• Aim 1: Return the passage of the take-home exercise below that begins at the words "Setting up the" and stops after the words "library(p,character.only = T)", copied character for character.

• Page:
****************
Take Home Exercise 5

Let’s see what the maps have to say

Raunak Kapur (Singapore Management University)
2022-05-29

Objective

The objective of this take home exercise is to understand the GeoVisualization using tmaps and answer some of the questions presented in the VAST Challenge 2022

Setting up the scene

packages = c('rmarkdown','sf','tmap','tidyverse','clock','lubridate','sftime','lwgeom')
for (p in packages){
  if(!require(p, character.only = T)){
    install.packages(p)
  }
  library(p,character.only = T)
}

Here we are reading the files in two formats- sf and csv. This is done so that functions such as inner join can be performed and also the data can be used to create tmaps.

schoolscsv <- read_csv("data/Schools.csv")

pubcsv<-read_csv("data/Pubs.csv")

apartmentscsv<-read_csv("data/Apartments.csv")
buildingscsv<-read_csv("data/buildings.csv")
employerscsv<-read_csv("data/Employers.csv")
restaurantcsv<-read_csv("data/Restaurants.csv")
schools <- read_sf("data/Schools.csv", 
                   options = "GEOM_POSSIBLE_NAMES=location")
****************
• Data to process:
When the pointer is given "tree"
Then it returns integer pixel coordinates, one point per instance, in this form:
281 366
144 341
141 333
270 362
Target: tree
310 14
****************
• Aim 2: Retype every one of the records above, line for line and without any change.

• Task response 1:
Setting up the scene

packages = c('rmarkdown','sf','tmap','tidyverse','clock','lubridate','sftime','lwgeom')
for (p in packages){
  if(!require(p, character.only = T)){
    install.packages(p)
  }
  library(p,character.only = T)

• Task response 2:
When the pointer is given "tree"
Then it returns integer pixel coordinates, one point per instance, in this form:
281 366
144 341
141 333
270 362
Target: tree
310 14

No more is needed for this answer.